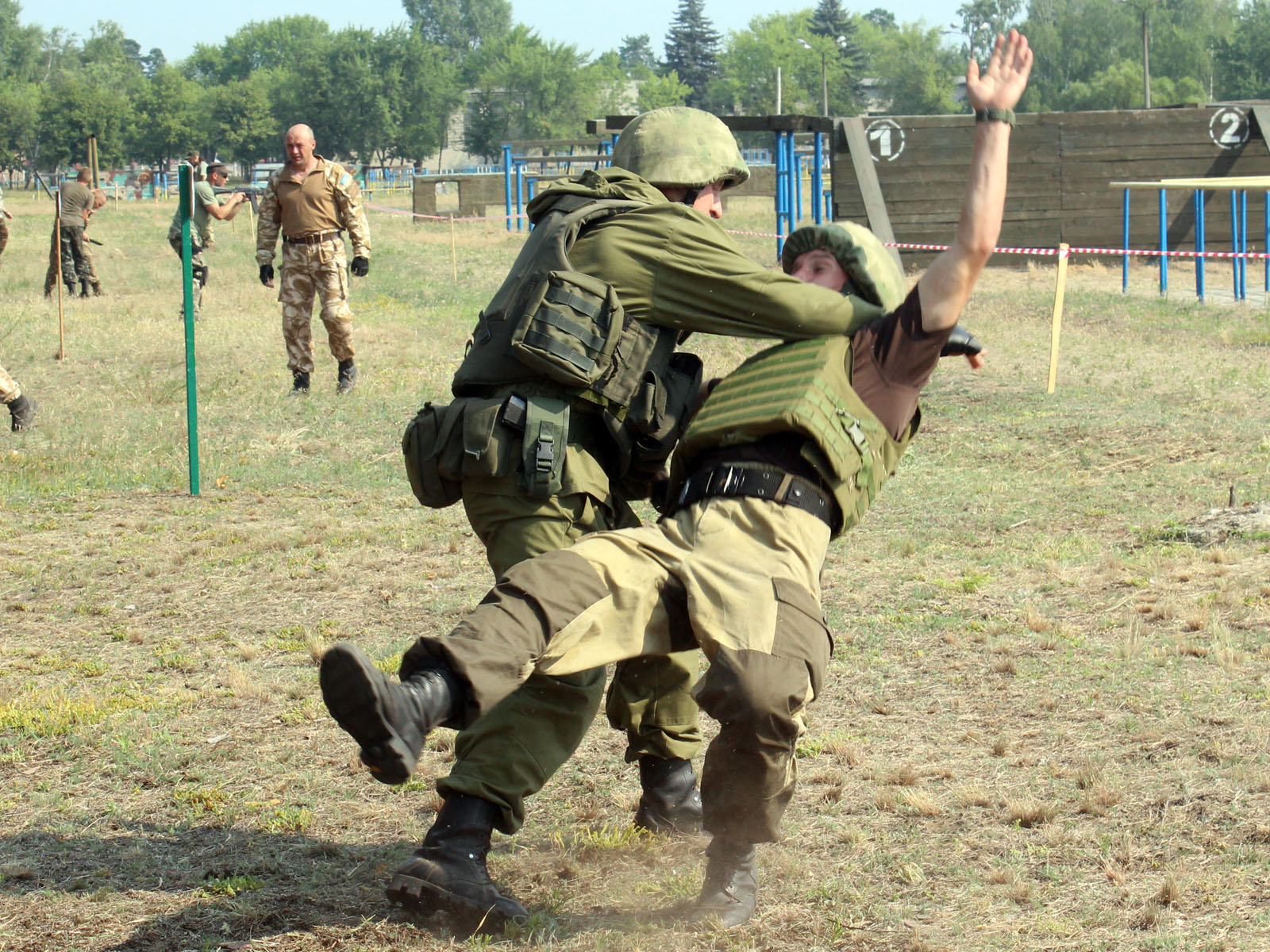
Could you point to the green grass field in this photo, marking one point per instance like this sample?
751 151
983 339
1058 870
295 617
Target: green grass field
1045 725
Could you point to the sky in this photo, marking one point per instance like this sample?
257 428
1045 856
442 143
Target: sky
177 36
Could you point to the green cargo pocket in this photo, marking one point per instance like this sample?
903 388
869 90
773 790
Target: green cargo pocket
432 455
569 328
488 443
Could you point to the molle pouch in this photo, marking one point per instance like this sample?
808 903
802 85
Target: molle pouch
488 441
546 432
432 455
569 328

...

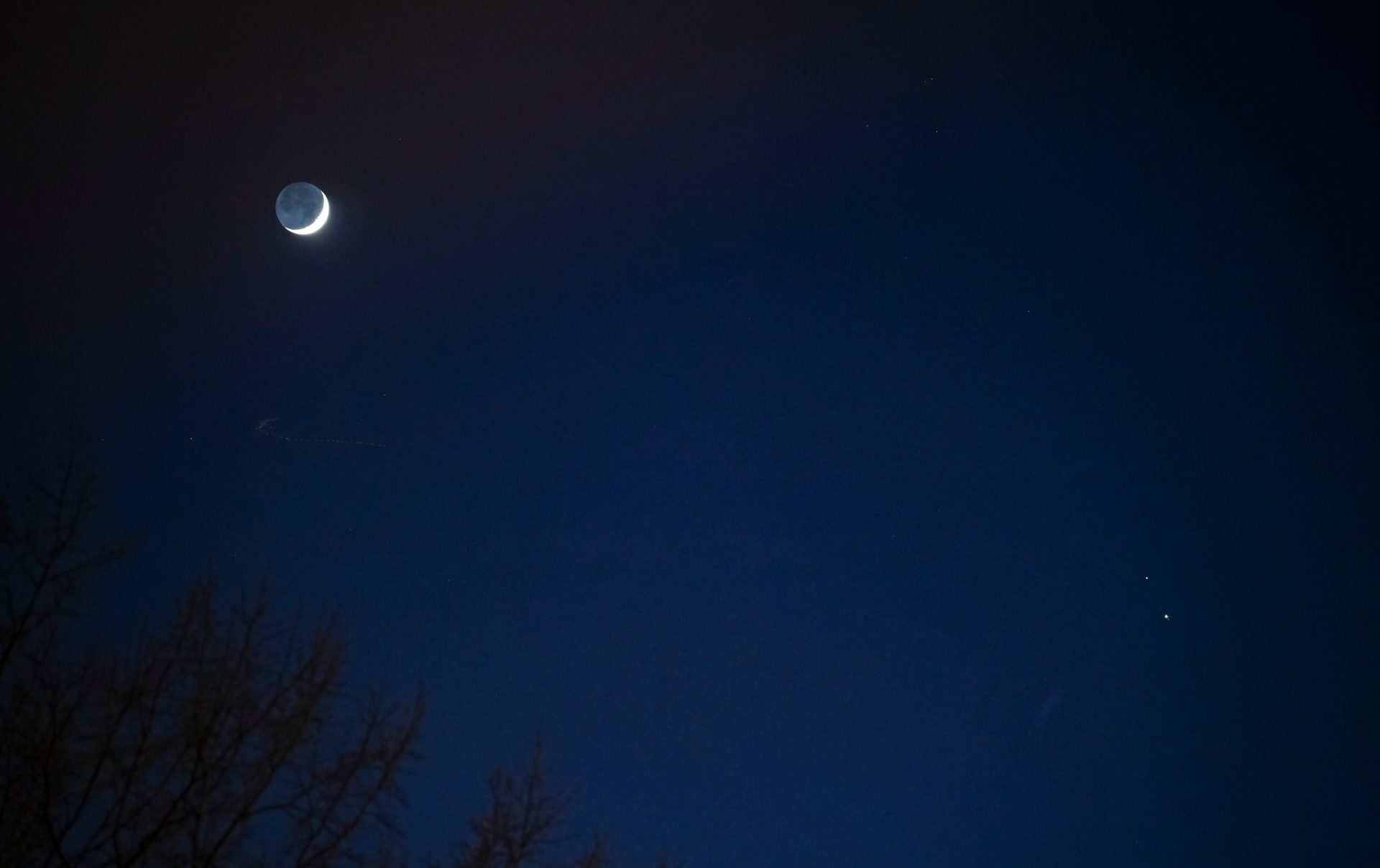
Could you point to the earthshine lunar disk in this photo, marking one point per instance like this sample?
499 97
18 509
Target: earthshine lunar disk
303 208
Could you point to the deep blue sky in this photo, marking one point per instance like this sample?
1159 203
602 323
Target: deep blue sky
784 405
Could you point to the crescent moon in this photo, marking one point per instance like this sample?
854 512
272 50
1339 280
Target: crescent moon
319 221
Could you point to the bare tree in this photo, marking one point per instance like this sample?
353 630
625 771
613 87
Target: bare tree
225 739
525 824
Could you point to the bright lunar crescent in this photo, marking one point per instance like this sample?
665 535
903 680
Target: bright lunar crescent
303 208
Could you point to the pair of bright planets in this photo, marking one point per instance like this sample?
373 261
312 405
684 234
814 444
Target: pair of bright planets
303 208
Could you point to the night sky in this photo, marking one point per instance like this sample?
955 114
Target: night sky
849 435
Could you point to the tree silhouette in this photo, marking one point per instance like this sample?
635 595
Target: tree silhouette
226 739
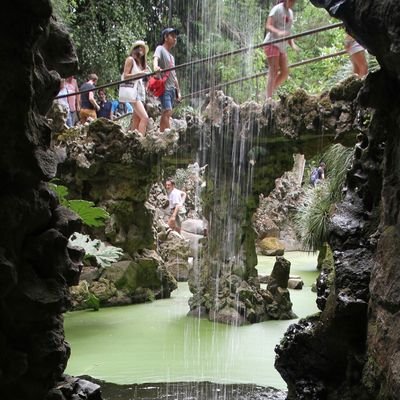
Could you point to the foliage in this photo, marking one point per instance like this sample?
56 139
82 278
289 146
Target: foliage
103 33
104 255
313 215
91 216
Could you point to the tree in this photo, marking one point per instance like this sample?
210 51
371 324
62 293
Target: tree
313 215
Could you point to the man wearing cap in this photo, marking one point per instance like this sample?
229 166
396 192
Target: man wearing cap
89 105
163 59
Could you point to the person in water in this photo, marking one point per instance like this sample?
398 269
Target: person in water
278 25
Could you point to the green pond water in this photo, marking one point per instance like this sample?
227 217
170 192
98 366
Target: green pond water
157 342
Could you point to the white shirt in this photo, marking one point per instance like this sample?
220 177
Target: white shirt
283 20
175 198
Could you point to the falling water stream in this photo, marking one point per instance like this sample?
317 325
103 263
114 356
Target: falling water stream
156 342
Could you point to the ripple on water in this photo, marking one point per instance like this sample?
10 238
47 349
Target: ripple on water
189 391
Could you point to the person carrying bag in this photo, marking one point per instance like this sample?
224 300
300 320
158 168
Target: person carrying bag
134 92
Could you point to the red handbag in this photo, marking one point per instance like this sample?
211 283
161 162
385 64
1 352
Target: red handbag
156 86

==

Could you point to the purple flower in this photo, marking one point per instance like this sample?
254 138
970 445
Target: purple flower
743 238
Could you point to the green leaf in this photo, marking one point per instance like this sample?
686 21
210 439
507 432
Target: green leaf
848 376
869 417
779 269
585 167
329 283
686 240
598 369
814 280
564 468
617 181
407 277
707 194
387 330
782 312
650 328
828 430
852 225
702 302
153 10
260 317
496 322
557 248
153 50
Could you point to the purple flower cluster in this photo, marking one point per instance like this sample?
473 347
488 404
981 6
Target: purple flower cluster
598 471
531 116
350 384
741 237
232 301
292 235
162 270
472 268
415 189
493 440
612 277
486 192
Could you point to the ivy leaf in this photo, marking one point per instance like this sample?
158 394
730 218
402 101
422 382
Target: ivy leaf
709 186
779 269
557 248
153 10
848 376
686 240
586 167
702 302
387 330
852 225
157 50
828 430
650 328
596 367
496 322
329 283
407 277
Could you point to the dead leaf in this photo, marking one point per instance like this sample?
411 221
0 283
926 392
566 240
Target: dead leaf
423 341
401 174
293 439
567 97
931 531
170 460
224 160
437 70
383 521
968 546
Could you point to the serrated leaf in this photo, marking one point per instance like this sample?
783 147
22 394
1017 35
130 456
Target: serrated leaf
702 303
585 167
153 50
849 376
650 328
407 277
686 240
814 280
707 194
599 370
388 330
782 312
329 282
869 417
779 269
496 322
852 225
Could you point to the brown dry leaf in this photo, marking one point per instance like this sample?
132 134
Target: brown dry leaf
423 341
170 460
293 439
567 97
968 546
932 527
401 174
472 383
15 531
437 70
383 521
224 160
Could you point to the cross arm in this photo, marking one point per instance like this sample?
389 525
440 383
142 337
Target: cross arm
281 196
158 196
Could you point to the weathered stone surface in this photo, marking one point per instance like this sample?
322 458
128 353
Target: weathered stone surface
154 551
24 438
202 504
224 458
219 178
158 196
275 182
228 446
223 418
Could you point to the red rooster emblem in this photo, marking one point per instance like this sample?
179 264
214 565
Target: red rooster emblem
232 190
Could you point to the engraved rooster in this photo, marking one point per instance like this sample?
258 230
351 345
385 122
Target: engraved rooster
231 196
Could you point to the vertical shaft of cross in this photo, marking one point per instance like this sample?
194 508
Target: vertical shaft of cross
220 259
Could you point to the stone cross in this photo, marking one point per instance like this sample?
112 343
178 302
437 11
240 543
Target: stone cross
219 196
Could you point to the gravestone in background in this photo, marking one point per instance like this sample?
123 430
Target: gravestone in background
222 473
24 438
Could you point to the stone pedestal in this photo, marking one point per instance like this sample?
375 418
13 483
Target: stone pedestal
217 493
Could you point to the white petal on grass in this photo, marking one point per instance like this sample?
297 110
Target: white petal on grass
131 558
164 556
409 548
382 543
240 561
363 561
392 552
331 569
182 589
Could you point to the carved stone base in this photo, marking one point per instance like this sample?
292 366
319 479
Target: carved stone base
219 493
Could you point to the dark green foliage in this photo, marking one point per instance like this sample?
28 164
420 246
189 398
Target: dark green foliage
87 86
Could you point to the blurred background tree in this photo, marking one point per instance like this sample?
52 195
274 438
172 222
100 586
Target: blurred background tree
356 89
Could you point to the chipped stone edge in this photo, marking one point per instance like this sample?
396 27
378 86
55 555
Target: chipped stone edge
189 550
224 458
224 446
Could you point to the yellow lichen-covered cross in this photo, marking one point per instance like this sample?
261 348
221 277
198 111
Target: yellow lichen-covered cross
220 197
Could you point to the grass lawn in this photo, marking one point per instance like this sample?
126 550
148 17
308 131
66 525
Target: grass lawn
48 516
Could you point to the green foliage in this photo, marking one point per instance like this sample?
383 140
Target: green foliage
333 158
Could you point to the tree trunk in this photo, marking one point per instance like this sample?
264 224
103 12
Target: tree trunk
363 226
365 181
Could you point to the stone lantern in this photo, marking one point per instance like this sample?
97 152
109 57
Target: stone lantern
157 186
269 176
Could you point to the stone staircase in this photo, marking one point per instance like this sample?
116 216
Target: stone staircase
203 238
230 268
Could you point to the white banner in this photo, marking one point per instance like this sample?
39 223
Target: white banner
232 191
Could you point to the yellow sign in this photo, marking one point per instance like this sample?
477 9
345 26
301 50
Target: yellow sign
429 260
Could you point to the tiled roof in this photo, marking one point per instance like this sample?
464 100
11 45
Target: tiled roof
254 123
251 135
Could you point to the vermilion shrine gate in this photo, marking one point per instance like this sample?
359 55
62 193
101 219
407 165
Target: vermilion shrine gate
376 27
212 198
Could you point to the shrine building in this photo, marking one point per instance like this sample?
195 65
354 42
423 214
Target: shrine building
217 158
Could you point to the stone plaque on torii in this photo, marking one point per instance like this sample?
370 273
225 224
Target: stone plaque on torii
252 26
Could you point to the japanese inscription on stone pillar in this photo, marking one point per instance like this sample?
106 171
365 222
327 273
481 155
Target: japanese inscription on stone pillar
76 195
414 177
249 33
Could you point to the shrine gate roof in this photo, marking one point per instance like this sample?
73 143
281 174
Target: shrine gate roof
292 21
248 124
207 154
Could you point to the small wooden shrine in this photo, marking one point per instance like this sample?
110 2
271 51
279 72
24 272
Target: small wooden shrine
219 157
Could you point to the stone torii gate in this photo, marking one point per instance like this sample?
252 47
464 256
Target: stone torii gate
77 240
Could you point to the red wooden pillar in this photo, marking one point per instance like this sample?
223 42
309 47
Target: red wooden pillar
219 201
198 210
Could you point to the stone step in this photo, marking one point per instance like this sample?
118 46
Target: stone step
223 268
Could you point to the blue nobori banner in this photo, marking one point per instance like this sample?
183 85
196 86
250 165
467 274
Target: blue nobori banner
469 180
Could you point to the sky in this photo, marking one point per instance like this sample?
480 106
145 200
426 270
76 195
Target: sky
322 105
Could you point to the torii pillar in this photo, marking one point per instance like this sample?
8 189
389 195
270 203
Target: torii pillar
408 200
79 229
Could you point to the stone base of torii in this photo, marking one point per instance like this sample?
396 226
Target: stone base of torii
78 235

**WHAT IS NEEDED:** Show every line of the data above that contains the string "trunk".

**FINISHED ANSWER:**
Could you point to the tree trunk in this photo, marking one point per instance like this sample?
Target: tree trunk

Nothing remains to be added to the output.